Render the rows below as a two-column CSV with the headers "text" and "answer", one line per row: the row's text in the first field and its answer in the second, each field enclosed in double quotes with line breaks replaced by spaces.

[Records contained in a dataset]
===

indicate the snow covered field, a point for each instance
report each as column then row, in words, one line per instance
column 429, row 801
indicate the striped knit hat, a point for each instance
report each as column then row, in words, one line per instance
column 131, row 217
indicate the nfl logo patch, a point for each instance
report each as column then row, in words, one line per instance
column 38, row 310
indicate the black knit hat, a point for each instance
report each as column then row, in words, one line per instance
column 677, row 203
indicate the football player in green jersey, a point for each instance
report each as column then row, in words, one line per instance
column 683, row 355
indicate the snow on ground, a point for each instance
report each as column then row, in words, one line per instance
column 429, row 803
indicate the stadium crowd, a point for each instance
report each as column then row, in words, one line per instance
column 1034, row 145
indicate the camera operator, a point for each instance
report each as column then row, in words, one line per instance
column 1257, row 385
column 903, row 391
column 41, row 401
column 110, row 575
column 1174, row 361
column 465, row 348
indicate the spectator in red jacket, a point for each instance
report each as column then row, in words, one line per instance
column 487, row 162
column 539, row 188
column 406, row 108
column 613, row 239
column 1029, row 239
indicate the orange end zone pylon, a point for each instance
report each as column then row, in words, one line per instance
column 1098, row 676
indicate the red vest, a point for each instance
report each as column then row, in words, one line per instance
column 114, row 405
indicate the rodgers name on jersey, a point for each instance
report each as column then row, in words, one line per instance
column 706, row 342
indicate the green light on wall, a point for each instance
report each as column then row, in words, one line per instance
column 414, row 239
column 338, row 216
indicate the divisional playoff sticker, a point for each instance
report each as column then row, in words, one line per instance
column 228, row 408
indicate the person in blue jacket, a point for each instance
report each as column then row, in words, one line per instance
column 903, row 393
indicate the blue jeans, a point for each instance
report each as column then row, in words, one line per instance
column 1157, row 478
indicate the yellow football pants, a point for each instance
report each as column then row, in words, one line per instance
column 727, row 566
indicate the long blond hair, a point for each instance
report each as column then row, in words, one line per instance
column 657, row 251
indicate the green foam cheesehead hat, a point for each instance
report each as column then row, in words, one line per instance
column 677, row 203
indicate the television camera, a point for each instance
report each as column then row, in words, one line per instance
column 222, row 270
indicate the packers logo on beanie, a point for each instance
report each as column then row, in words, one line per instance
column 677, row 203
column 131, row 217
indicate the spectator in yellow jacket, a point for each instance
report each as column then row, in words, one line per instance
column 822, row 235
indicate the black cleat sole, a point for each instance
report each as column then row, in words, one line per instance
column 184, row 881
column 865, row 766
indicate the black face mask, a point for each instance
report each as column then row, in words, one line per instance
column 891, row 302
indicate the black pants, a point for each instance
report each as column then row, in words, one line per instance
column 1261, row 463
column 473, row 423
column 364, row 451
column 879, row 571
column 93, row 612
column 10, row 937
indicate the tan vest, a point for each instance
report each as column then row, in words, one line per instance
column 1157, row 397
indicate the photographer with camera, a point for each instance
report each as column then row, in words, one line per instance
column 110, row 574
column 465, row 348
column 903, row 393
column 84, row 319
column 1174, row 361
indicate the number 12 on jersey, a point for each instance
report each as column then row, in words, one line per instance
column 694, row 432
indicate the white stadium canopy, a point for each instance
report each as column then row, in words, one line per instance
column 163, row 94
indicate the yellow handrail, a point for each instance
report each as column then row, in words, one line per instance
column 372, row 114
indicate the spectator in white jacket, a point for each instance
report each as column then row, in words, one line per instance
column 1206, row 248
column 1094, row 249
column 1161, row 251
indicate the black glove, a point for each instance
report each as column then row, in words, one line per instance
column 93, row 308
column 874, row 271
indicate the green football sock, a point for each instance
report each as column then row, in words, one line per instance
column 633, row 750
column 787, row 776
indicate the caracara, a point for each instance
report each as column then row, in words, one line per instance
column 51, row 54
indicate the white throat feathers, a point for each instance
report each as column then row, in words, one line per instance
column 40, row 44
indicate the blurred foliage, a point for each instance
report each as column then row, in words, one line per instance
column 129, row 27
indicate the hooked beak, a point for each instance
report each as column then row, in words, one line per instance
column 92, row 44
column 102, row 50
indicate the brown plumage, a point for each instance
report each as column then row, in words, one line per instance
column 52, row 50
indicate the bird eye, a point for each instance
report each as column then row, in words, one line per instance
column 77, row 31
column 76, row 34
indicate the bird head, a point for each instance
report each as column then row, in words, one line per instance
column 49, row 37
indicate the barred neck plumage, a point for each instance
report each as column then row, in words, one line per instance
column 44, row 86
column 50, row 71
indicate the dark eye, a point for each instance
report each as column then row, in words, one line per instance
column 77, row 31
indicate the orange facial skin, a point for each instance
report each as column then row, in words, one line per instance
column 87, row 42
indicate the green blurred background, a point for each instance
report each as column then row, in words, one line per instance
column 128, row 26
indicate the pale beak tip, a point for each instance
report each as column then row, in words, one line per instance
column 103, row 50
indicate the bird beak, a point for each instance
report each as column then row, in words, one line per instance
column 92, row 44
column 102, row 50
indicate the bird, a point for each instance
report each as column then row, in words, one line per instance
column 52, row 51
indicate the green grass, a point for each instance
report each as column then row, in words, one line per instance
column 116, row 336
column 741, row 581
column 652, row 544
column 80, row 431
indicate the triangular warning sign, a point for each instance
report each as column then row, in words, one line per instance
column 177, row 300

===

**Worked solution:**
text,answer
"indicate the snow covered field, a point for each instance report each as column then row, in words, one line per instance","column 429, row 801"
"indicate the striped knit hat, a point for each instance report each as column then row, in words, one line per instance","column 131, row 217"
"indicate the nfl logo patch, a point for each instance report each as column then row, in words, one line per instance","column 38, row 310"
"indicate the black knit hat, a point for each instance report each as column then row, in words, one line per instance","column 677, row 203"
"indicate the football player in green jersey, a point for each instance report each as column then row, in words, one line per instance","column 683, row 355"
"indicate the snow on ground, a point for each instance report each as column then row, in words, one line per instance","column 429, row 803"
"indicate the stadium crowd, a point for each instance report each as column then row, in words, one line per instance","column 1034, row 145"
"indicate the camera operator, a point for each instance report each as column then row, in words, one line per instance","column 1257, row 385 column 903, row 391 column 41, row 401 column 110, row 575 column 1174, row 361 column 465, row 348"
"indicate the spectator in red jacket, a point for each instance report each as column then row, in words, one line per instance","column 487, row 162 column 539, row 188 column 406, row 108 column 613, row 239 column 1029, row 239"
"indicate the orange end zone pylon, a point for each instance report each as column then row, in words, one line per instance","column 1098, row 676"
"indicate the red vest, a point for each instance report each as column then row, in words, one line per instance","column 114, row 405"
"indicate the rodgers name on jersey, a point for each instance report each as column then row, in words, one line per instance","column 706, row 342"
"indicate the green light on wall, a point for each instance report each as column then row, in words, one line per instance","column 414, row 239 column 338, row 216"
"indicate the divisional playoff sticker, a point for each instance report each as column then row, in words, one line per instance","column 228, row 408"
"indicate the person in blue jacket, a point for each instance report each as column then row, in words, one line per instance","column 903, row 393"
"indicate the blue jeans, a point for each instance report each as column then row, in words, one line per instance","column 1157, row 478"
"indicate the yellow football pants, a point for each instance report each as column then row, in words, one line per instance","column 727, row 566"
"indicate the long blond hair, a point for each instance report each as column then row, in words, one line per instance","column 657, row 251"
"indicate the green foam cheesehead hat, a point for each instance report each as column then row, in words, one line per instance","column 677, row 203"
"indicate the television camera, a point for each instance report each as column then row, in words, one line per instance","column 222, row 270"
"indicate the packers logo on beanie, a point for each instance report each as column then row, in words, one line per instance","column 677, row 203 column 131, row 217"
"indicate the spectator in yellow jacket, a point for each instance report each as column then row, in words, one line per instance","column 822, row 235"
"indicate the black cleat sole, a point for each instance report each as column then row, in words, one line per instance","column 184, row 881 column 865, row 766"
"indicate the black face mask, a point for each instance report each as column then row, in words, one line per instance","column 891, row 302"
"indicate the black pants, a point for each instance report each as column then row, in words, one line per instance","column 1261, row 463 column 473, row 423 column 364, row 451 column 879, row 571 column 93, row 612 column 10, row 937"
"indicate the tan vest, a point for each instance report each as column then row, in words, one line per instance","column 1157, row 397"
"indicate the photographer with camera, a point for each instance report each as column then row, in words, one line per instance","column 110, row 574 column 465, row 348 column 903, row 393 column 84, row 319 column 1174, row 361"
"indicate the number 12 on jersey, a point for each instance report each as column then row, in words, one line per instance","column 694, row 432"
"indicate the white stadium canopy, a point for each instance report each as column then row, in words, one line per instance","column 163, row 94"
"indicate the yellow handrail, a point for each instance report each as column then row, in words, one line per instance","column 372, row 114"
"indicate the spectator in white jacket, a point for each instance report each as column then row, in words, one line per instance","column 1206, row 248 column 1094, row 249 column 1161, row 251"
"indicate the black glove, a point for each instance report each as column then row, in words, one line per instance","column 93, row 308 column 874, row 271"
"indicate the green football sock, a point for each instance report each as column then row, in words, one line per instance","column 633, row 750 column 787, row 776"
"indicate the caracara, a point for each instance report each as column then row, in words, one line per instance","column 51, row 54"
"indicate the white throat feathers, a point for each instance report each as column then row, in words, one line per instance","column 40, row 44"
"indicate the blurred foliage, a point for each instance report each as column then row, in words, one line per instance","column 129, row 27"
"indicate the hooked beak, a point for each instance report each as column then row, in words, one line per instance","column 92, row 44 column 102, row 50"
"indicate the brown plumage, a point for each instance report each as column then row, in words, one line per instance","column 52, row 50"
"indicate the bird eye, a point for each instance report each as column then row, in words, one line per instance","column 77, row 31 column 76, row 34"
"indicate the bird head, a point for each instance report each as column then row, in words, one line per instance","column 49, row 37"
"indicate the barred neck plumage, a point for each instance report each as column then row, in words, one line per instance","column 44, row 86 column 50, row 71"
"indicate the dark eye, a point for each instance report each as column then row, in words, one line per instance","column 77, row 31"
"indicate the orange facial skin, a point for each instance report each as column then row, in words, one line per instance","column 87, row 42"
"indicate the green blurred background, a point for each instance report each as column then row, in words, one line per instance","column 128, row 26"
"indicate the pale beak tip, a point for each instance report each as column then row, in words, one line per instance","column 103, row 50"
"indicate the bird beak, a point for each instance report each as column then row, in words, one line per instance","column 92, row 44 column 102, row 50"
"indicate the bird, a point for each instance report each as column then row, in words, one line per instance","column 52, row 51"
"indicate the green grass, a point for each instance report each as column then row, in words, one line per instance","column 116, row 336 column 741, row 581 column 652, row 544 column 80, row 431"
"indicate the triangular warning sign, a point for each instance report each as column then row, in words, one line per instance","column 177, row 300"